PROBLEM DETAILS:
Restate all entries exactly.

DATA RECORDS:

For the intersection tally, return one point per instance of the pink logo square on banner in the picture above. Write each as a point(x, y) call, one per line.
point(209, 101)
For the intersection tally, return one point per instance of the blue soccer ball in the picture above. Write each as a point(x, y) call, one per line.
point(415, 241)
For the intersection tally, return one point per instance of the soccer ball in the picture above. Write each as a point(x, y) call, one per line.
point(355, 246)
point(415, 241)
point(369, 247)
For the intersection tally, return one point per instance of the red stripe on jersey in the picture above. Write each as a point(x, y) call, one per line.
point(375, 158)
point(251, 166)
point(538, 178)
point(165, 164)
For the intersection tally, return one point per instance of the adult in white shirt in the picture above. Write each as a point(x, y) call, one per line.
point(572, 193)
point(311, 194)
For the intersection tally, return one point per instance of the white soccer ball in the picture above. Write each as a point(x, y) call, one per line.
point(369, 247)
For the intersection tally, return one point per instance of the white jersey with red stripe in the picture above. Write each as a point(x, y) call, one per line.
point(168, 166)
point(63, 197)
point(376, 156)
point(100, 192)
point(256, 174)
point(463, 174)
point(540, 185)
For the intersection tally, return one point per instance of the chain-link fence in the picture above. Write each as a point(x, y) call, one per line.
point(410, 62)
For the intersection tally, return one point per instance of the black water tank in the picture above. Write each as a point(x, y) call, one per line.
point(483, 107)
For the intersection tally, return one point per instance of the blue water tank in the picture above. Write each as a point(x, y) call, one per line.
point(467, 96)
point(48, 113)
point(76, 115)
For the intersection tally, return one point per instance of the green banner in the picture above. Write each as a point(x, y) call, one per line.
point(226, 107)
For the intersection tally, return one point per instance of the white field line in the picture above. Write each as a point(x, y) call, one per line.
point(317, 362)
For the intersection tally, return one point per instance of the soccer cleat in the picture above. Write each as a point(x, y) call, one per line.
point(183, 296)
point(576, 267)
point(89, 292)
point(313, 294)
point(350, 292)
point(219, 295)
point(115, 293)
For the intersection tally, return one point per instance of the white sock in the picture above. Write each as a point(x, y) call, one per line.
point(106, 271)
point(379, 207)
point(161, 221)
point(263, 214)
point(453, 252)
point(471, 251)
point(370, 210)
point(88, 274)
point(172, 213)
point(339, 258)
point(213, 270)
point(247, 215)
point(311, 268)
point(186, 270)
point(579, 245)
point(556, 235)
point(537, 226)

RESULT OF THE EXERCISE:
For the intersection tally, return one point per instance of the pink logo square on banner in the picture above. Write each as a point(x, y) call, one per line.
point(209, 101)
For the intersection tally, return one point per instance of the blue soccer ball in the picture above. Write each as a point(x, y) call, one per line.
point(415, 241)
For the intersection tally, return one point per instance of the soccer ball in the picture above. Write each as a point(x, y) call, one per line.
point(355, 246)
point(415, 241)
point(369, 247)
For the intersection tally, return one point per instance of the red stripe on jersey in the picture above. Write each as a point(x, y) call, one per line.
point(375, 158)
point(251, 166)
point(538, 178)
point(165, 164)
For the intersection tally, return one point per instance of the adult in white shirt in the picture above. Write each as a point(x, y) call, one per line.
point(572, 193)
point(311, 194)
For the intersection tally, return one point per instance of the white soccer ball in the picture above. Write each as a point(x, y) call, one per line.
point(369, 247)
For the intersection tally, return one point per instance of the white jersey with red stripe in the picture above. Write each as a point(x, y) call, one per line.
point(168, 166)
point(63, 197)
point(376, 156)
point(100, 192)
point(256, 174)
point(463, 174)
point(540, 185)
For the intersection tally, return one point per instance of the chain-link fence in the picture above. Write each as a point(x, y) call, one per line.
point(410, 62)
For the intersection tally, return one point per instance of the black water tank in the picture above. Write each as a point(x, y) call, one per line.
point(483, 107)
For the intersection tally, return one point per instance of the blue water tank in the picture above. Write each as a point(x, y) call, one per line.
point(467, 96)
point(48, 113)
point(76, 115)
For the intersection tally, return one point per instance of the green banner in the picture above. Write each as a point(x, y) call, one per line.
point(226, 107)
For the intersection tally, return one point per instance of the white field line in the picture above. Write each as a point(x, y) call, one per line.
point(317, 362)
For the intersection tally, return one point per instance of the soccer cleat in the picture above. Write each as a point(x, y) call, one per line.
point(183, 296)
point(576, 267)
point(89, 292)
point(313, 294)
point(350, 292)
point(219, 295)
point(115, 293)
For the intersection tally, return one point per instance of the white sock in the picture above. Write each as a point(x, y) call, one per line.
point(106, 271)
point(379, 207)
point(161, 221)
point(263, 214)
point(453, 252)
point(471, 251)
point(370, 210)
point(88, 274)
point(172, 213)
point(339, 258)
point(213, 270)
point(247, 215)
point(311, 268)
point(186, 270)
point(579, 245)
point(556, 235)
point(537, 226)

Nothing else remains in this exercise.